[WHAT IS BEING ASKED]:
Show each row below that contains the string "plant", copying every such row in full.

[DATASET CONTENT]:
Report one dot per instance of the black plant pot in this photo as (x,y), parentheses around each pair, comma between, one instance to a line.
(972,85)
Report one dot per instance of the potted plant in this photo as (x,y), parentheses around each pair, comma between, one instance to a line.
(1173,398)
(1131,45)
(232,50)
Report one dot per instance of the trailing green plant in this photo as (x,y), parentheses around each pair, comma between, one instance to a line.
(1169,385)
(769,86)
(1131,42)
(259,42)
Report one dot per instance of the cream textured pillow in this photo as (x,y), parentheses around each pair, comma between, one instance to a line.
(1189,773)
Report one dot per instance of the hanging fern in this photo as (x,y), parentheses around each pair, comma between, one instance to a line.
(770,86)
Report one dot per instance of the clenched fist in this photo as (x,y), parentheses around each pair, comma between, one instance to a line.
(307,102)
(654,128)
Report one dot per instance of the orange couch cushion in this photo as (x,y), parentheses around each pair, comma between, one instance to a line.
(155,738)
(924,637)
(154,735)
==
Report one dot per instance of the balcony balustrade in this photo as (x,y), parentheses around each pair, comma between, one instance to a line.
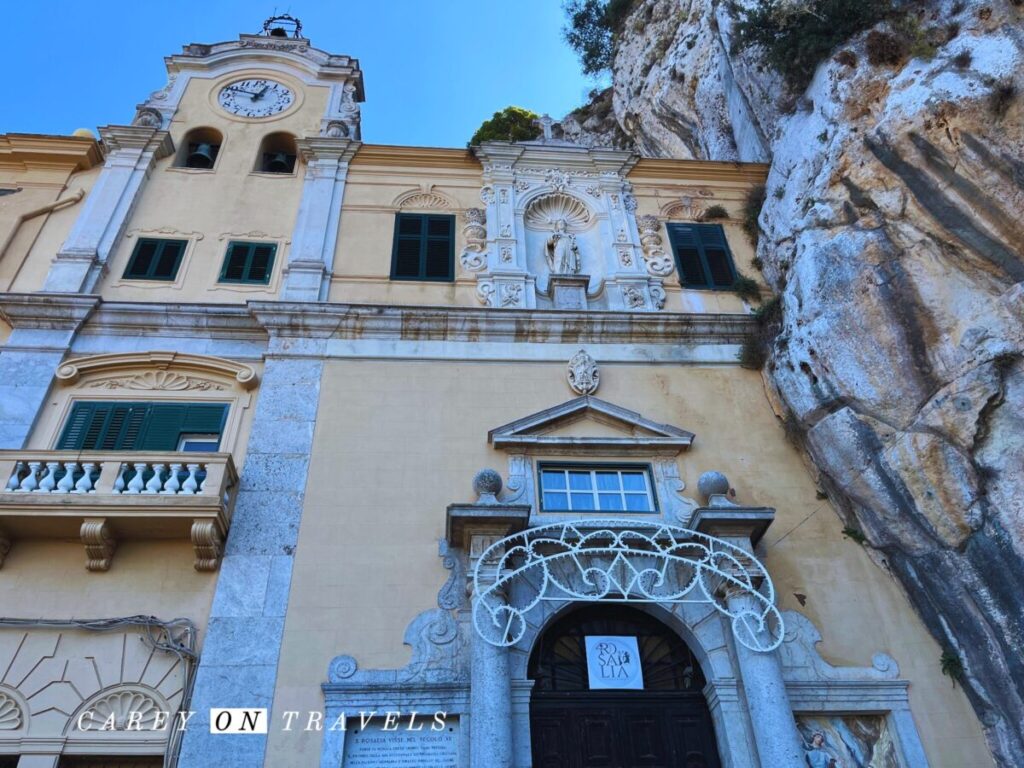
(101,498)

[WRITTEN SOLUTION]:
Report one dot per instance of the black plant pot in this photo as (x,y), parentheses around each pair, comma between, one instance to a line.
Report one dot per instance of the potted plant in this photo as (x,y), parentheses around each pair, comma between, one instance to a line.
Report one dot per instance of the trailing green plant in this photo as (x,y), parentheses around each pair, comma between, one instance to a line.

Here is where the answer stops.